Transcribe the data below verbatim from the line with "Where can you see the white bedding" to the line with "Where can you see the tv". Include both of those lines.

Records excerpted from a collection:
──────────────────────────────

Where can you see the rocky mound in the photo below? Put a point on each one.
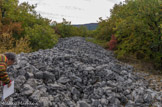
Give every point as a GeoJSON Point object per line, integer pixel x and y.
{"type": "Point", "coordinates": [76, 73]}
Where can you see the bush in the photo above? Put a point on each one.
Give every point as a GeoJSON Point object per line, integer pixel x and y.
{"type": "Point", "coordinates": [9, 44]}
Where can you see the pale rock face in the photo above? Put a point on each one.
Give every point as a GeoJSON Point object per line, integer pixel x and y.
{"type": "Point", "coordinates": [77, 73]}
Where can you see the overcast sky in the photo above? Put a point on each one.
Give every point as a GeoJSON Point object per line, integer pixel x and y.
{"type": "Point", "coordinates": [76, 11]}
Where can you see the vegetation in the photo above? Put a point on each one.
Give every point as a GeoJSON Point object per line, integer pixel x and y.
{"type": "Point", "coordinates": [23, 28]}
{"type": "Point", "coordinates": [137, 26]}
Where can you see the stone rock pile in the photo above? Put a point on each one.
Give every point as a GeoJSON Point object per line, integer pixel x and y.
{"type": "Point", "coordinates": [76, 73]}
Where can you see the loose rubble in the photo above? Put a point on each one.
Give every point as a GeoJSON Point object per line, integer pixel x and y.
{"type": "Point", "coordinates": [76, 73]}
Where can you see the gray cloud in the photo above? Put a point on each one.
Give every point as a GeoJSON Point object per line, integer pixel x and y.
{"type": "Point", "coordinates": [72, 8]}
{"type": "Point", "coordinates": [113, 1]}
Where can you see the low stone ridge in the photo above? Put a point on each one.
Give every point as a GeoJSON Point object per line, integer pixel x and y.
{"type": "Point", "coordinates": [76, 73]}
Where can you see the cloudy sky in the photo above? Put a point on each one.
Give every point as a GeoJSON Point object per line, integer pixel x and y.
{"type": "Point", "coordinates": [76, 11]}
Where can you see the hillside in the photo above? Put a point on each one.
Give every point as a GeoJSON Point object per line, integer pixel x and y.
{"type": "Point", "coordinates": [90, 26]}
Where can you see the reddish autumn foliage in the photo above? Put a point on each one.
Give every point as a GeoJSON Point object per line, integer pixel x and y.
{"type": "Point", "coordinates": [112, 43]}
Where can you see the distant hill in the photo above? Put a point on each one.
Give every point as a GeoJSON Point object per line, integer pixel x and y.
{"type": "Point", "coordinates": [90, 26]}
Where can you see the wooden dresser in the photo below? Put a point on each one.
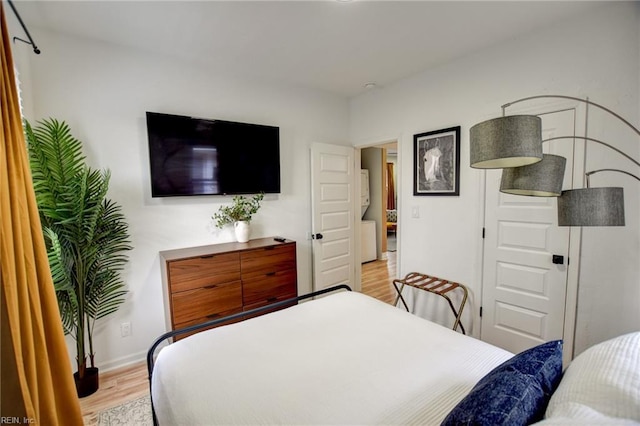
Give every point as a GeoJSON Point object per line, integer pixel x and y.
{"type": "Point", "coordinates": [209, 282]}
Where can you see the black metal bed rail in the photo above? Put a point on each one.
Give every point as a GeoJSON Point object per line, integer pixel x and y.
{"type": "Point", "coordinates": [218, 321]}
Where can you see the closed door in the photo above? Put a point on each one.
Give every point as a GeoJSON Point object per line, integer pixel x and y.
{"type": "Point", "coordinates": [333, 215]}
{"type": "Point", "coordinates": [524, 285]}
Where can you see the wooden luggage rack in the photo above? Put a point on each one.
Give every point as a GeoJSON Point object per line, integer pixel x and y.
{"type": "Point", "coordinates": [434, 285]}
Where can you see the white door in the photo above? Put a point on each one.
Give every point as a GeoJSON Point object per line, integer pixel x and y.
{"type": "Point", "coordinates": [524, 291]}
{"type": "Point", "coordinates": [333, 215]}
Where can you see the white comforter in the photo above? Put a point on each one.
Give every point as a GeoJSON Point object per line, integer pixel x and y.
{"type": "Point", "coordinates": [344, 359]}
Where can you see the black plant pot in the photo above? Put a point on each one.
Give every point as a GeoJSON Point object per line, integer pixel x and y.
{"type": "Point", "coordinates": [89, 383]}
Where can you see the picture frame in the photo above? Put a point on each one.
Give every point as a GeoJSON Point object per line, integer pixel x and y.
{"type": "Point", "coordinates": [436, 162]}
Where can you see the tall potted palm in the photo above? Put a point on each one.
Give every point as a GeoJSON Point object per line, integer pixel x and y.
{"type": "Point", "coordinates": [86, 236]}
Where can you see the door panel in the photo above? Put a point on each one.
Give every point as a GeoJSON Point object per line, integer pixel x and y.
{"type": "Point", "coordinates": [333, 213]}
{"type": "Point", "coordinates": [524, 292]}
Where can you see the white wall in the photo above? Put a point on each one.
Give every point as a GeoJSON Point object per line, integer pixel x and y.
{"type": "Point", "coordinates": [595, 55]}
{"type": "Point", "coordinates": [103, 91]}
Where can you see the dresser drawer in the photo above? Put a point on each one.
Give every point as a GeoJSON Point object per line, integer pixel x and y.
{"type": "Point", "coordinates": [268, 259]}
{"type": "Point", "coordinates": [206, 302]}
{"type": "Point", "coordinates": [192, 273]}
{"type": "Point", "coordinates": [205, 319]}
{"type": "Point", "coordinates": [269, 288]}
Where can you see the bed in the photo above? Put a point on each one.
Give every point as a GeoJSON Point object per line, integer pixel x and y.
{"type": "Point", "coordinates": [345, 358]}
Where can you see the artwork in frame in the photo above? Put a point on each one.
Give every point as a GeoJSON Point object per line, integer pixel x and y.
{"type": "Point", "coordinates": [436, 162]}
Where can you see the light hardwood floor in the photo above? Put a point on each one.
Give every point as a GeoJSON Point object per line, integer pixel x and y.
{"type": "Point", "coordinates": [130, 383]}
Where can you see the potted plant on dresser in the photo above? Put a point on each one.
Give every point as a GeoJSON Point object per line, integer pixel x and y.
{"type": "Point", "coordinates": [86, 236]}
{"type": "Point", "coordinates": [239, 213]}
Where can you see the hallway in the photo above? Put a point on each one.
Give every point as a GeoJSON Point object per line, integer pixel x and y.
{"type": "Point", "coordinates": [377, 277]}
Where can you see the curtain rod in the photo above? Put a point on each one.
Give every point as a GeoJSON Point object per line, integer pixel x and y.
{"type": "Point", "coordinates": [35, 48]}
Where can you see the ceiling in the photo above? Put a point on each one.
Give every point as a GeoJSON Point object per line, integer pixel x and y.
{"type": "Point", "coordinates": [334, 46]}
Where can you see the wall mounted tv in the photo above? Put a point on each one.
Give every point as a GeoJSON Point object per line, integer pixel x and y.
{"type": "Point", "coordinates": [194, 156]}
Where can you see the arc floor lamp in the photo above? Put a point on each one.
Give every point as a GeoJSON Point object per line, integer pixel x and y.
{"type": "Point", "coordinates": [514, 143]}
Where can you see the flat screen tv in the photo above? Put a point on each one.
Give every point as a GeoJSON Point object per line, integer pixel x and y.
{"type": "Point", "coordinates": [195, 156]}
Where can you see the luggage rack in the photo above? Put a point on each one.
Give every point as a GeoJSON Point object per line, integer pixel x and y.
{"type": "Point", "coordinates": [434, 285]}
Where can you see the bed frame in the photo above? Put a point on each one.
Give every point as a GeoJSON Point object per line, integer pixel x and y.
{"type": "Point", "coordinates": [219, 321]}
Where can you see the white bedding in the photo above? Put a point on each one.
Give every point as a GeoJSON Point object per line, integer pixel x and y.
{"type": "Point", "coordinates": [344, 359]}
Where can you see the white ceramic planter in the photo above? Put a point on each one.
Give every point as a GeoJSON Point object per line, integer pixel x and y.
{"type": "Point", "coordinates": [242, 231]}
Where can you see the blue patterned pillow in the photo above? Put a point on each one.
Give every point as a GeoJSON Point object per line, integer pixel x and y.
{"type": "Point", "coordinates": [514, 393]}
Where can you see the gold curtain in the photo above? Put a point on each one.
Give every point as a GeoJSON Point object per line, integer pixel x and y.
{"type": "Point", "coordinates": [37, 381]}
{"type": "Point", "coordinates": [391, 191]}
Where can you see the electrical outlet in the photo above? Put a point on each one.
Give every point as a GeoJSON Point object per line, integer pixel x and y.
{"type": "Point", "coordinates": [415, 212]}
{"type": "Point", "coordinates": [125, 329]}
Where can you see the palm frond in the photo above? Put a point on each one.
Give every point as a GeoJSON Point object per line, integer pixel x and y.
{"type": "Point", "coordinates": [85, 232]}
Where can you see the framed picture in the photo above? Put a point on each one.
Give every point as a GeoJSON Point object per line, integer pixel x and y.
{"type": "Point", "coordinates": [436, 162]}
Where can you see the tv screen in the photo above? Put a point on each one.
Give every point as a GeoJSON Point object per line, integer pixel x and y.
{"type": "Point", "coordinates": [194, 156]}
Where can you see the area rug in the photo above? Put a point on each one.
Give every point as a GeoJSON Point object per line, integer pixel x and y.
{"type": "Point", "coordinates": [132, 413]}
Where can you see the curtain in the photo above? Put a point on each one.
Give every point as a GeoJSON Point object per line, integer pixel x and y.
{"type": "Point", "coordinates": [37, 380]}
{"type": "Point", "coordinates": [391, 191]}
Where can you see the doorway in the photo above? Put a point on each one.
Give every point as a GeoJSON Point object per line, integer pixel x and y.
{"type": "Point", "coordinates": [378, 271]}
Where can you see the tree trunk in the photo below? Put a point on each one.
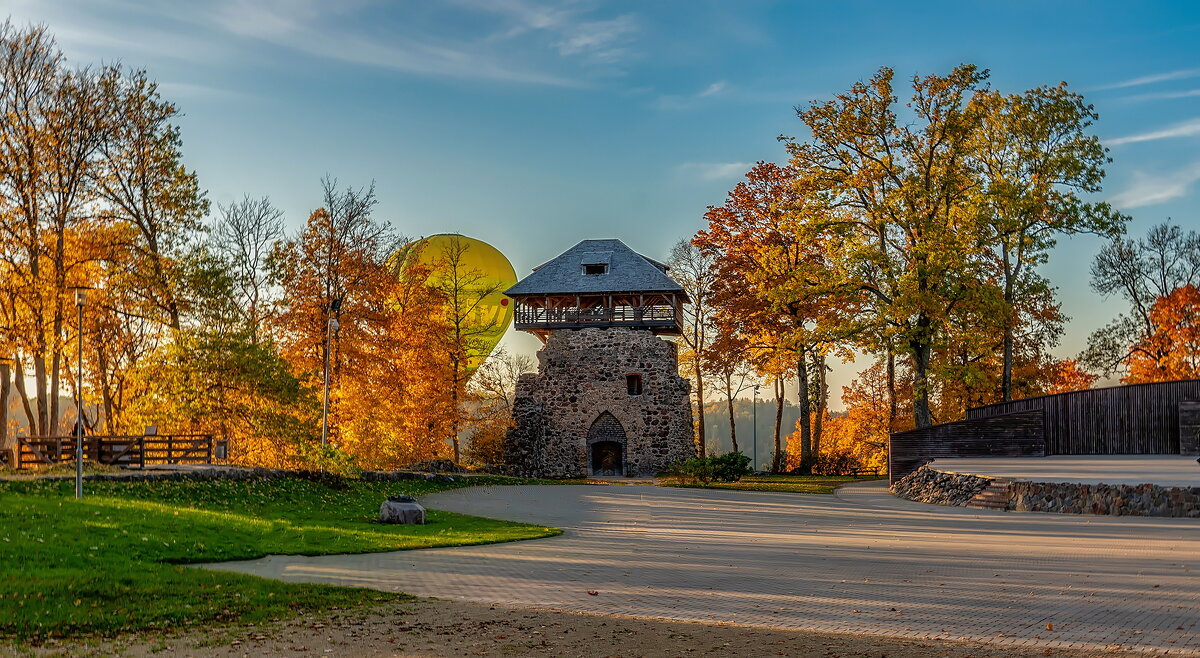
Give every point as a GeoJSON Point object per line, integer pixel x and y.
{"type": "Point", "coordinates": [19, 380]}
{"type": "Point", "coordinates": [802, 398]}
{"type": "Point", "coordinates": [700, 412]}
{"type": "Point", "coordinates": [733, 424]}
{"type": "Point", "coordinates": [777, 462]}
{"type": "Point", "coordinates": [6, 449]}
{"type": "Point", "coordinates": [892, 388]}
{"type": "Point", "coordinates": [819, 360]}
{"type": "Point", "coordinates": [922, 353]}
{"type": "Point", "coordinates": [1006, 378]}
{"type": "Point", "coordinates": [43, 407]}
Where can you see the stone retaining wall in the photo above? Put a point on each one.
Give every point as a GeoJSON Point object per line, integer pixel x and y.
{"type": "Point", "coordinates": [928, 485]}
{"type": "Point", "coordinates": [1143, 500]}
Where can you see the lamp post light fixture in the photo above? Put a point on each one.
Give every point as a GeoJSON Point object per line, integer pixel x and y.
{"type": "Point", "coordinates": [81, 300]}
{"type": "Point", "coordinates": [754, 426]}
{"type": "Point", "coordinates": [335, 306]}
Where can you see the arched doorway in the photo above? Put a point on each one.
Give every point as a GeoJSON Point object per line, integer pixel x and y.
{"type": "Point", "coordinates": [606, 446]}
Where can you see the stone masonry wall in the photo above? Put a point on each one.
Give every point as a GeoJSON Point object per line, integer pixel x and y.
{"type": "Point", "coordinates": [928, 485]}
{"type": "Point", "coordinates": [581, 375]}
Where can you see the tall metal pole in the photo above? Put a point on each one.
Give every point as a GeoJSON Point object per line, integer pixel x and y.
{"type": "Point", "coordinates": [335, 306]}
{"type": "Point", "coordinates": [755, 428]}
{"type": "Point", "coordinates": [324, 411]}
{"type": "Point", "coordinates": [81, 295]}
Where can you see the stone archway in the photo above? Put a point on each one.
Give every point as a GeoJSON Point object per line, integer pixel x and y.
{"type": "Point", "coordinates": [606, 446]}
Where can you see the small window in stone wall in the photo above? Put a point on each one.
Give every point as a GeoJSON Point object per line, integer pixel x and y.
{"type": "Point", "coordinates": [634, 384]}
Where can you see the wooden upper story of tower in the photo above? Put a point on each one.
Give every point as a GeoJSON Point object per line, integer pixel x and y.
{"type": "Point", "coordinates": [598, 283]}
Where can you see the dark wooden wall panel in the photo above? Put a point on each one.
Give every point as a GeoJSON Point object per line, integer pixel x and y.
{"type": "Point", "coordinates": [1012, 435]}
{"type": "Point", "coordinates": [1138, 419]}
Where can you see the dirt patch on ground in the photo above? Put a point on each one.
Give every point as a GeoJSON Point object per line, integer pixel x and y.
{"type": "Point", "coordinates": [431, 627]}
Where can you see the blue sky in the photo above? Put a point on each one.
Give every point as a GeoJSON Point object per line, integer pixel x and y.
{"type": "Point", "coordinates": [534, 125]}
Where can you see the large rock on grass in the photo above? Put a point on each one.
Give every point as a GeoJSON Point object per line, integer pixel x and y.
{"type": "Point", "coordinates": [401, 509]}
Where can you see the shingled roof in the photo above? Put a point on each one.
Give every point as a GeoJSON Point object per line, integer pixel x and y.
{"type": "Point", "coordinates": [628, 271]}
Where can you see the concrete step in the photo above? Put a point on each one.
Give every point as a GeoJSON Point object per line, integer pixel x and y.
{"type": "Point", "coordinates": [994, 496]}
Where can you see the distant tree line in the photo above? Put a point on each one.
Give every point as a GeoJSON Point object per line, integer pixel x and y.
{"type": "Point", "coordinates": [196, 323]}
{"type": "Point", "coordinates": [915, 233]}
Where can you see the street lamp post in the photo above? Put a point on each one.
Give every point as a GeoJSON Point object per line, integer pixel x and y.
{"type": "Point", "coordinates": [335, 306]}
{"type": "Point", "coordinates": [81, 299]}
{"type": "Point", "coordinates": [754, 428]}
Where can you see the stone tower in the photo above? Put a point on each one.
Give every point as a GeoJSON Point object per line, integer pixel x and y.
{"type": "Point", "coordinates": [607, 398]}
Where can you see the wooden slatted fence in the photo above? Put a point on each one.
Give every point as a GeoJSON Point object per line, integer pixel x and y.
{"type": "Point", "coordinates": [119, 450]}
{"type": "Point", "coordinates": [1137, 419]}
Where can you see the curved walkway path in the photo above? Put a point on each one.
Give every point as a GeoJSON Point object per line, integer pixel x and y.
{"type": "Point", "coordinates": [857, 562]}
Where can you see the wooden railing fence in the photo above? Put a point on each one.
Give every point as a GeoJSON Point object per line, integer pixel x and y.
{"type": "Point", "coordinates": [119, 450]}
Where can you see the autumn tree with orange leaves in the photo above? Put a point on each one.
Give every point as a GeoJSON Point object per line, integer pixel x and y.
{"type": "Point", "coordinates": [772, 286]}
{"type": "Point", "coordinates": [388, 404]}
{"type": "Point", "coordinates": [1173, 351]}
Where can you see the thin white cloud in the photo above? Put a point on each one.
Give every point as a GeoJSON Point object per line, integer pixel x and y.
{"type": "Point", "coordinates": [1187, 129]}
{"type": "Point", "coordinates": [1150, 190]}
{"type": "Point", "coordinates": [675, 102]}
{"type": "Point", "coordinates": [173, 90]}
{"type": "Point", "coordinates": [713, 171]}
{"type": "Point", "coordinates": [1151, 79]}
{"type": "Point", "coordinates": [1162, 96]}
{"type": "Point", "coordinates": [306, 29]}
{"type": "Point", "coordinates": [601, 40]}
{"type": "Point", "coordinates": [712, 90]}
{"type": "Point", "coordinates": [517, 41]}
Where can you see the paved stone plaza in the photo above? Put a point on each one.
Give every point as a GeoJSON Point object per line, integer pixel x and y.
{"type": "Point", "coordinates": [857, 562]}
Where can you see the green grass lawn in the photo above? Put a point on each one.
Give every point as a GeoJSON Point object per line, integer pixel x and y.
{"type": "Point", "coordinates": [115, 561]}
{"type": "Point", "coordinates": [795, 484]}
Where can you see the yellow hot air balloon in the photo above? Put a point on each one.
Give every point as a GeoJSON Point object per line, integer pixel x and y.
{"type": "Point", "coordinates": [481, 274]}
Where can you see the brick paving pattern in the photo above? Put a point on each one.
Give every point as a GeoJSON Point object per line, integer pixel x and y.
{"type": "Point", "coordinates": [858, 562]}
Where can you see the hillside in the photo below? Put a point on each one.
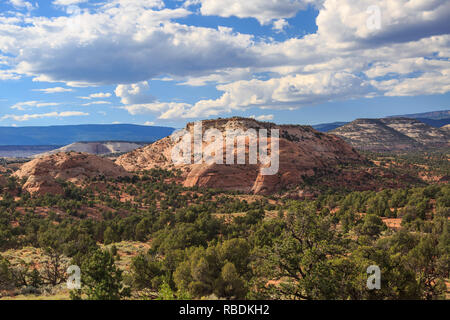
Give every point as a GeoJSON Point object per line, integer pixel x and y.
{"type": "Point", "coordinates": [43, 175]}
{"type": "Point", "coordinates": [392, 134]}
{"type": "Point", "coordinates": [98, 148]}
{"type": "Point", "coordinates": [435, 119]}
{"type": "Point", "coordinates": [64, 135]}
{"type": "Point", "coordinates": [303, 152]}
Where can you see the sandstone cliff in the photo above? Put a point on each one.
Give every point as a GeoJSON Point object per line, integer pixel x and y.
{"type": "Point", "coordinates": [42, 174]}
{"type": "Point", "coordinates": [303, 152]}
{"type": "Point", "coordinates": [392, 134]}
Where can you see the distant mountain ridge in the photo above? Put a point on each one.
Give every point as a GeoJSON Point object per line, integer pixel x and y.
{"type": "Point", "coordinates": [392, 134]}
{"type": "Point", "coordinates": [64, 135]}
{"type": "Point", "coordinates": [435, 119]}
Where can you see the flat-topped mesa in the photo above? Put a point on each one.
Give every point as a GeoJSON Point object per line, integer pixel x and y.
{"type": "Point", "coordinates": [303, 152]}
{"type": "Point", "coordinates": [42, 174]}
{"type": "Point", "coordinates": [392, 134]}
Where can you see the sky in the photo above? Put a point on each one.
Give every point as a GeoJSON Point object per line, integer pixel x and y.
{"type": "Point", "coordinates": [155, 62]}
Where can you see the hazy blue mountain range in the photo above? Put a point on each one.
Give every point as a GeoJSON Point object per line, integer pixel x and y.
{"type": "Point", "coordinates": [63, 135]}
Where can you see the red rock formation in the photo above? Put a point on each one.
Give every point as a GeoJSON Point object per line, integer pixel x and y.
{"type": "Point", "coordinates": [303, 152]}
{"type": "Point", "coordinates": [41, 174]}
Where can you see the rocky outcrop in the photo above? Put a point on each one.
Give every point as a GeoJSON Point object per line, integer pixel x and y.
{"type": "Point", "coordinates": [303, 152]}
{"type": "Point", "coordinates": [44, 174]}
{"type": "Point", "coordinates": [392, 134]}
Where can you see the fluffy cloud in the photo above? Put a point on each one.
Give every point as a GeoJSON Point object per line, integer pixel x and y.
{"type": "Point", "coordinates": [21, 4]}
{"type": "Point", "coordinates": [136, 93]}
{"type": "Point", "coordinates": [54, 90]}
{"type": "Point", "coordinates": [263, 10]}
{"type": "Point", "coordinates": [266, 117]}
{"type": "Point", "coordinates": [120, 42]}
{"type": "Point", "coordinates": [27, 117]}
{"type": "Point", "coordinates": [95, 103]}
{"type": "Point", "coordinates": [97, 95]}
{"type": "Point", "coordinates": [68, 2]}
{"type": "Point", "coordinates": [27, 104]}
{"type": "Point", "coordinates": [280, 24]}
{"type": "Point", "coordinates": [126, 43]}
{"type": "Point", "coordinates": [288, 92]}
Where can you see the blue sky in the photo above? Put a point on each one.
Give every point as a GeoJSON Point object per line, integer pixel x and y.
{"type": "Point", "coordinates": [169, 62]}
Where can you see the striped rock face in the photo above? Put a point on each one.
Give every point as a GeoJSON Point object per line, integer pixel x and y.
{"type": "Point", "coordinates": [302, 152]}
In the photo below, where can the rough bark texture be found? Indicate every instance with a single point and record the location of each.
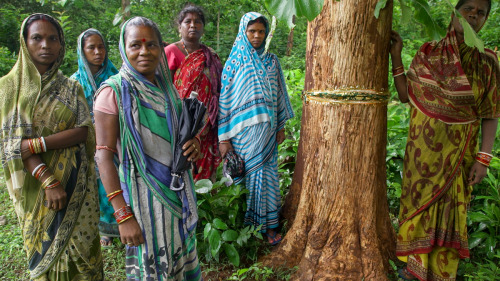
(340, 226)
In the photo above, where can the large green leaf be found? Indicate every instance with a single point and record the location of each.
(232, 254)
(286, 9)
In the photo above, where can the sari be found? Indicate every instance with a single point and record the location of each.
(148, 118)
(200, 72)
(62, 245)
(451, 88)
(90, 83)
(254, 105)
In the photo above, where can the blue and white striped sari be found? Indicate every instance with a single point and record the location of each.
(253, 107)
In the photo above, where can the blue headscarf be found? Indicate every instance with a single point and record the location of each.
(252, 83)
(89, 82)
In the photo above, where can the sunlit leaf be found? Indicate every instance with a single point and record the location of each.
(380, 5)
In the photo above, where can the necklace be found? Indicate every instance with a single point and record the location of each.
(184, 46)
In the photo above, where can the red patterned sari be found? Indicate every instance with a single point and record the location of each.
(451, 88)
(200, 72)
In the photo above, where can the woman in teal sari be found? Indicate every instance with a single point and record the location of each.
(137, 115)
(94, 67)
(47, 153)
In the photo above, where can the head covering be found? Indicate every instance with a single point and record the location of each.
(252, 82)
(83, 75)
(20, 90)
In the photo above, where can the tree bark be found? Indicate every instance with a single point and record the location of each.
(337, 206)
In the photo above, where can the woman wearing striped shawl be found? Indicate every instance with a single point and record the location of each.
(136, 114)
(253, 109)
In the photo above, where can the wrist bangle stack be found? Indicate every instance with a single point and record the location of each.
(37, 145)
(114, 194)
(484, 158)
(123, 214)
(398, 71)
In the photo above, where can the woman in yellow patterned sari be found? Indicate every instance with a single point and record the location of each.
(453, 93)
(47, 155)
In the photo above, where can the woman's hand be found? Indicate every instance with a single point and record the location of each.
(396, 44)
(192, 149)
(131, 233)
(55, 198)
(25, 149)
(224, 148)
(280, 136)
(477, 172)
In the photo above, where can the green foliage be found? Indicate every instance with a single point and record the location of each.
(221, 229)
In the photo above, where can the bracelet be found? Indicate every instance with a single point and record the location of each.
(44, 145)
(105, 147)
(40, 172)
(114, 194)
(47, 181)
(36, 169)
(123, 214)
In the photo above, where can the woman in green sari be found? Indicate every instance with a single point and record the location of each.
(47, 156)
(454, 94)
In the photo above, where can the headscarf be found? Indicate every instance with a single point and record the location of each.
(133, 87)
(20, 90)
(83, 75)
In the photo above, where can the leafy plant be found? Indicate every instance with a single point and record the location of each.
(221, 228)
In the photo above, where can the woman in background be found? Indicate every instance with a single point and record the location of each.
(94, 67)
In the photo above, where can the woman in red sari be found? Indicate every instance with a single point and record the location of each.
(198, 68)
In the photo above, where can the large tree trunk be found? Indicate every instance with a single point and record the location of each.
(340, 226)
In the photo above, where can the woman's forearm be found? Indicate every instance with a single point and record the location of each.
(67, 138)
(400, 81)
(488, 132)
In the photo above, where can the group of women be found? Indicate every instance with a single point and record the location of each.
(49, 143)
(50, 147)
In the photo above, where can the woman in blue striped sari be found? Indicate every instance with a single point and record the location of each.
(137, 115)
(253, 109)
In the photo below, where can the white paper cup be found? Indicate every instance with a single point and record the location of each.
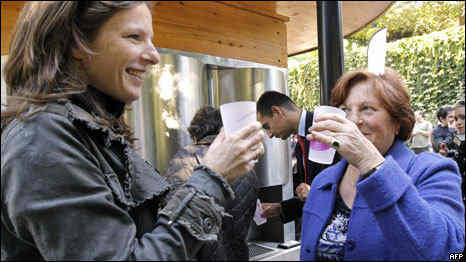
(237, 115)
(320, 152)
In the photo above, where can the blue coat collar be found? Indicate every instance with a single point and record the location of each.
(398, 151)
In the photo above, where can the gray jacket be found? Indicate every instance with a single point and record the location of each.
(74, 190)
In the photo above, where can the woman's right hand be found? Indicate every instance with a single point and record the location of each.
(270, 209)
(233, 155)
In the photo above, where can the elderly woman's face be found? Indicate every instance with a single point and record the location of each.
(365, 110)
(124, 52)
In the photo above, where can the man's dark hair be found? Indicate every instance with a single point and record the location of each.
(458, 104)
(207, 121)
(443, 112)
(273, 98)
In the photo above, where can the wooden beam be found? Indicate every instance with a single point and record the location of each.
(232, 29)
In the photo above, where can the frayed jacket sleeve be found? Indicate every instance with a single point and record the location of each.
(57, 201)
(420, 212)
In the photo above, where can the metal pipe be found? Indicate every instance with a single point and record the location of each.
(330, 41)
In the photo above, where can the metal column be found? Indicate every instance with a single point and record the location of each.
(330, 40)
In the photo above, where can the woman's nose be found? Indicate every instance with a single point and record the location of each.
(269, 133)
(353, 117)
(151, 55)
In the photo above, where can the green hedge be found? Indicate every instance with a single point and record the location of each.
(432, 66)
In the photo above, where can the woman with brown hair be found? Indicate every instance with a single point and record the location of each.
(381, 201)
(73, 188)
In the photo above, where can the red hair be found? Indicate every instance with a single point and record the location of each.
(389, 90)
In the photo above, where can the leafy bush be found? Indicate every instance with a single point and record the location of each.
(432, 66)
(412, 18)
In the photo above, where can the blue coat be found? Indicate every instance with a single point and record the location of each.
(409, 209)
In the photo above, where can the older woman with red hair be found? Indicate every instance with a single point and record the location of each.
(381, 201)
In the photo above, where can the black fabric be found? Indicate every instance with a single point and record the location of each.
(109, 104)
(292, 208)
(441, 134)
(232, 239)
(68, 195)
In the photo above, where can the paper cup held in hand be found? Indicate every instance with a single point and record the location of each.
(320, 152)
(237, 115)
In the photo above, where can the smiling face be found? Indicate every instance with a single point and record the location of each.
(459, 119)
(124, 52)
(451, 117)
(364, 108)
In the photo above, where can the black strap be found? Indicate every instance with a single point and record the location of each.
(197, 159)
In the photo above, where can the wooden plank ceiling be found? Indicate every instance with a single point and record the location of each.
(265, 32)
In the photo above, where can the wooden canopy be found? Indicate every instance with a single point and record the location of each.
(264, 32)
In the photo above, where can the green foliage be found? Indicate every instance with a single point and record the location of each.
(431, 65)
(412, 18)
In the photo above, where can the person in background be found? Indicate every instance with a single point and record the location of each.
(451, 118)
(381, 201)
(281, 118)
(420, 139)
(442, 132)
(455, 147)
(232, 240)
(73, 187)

──────────────────────────────

WORKED SOLUTION —
Where can you see the white bedding in the photo above? Put a point on each one.
Give every point as a GeoJSON Point object per line, integer pixel x and y.
{"type": "Point", "coordinates": [344, 359]}
Where can you see the white ceramic planter in the photo above? Put a point on each one.
Give every point as a GeoJSON Point object per line, integer pixel x and y.
{"type": "Point", "coordinates": [242, 231]}
Where can you see the blue patterned pillow in the photo above? Put a point on each one.
Give every point as a GeoJSON Point object per line, integer pixel x and y.
{"type": "Point", "coordinates": [514, 393]}
Where can you see the gold curtain in the photo above? Put a point on each one.
Give every point as a GeoJSON Point object per line, integer pixel x and y.
{"type": "Point", "coordinates": [37, 381]}
{"type": "Point", "coordinates": [391, 191]}
Where can you see the electrical outlet in the photo above? Put a point on each one.
Give every point as a GeoJSON Point object per line, integer pixel x and y.
{"type": "Point", "coordinates": [415, 212]}
{"type": "Point", "coordinates": [125, 329]}
Where can you see the palm frond in the photo above? Put a point on each one.
Give every point as a GeoJSON Point object per line, integer pixel x and y.
{"type": "Point", "coordinates": [85, 232]}
Where can you see the framed picture in the photo above? Put a point on each one.
Give every point as a GeoJSON Point object per line, integer pixel x and y.
{"type": "Point", "coordinates": [436, 162]}
Where can you see the tv screen in the photo above? Put a point on each one.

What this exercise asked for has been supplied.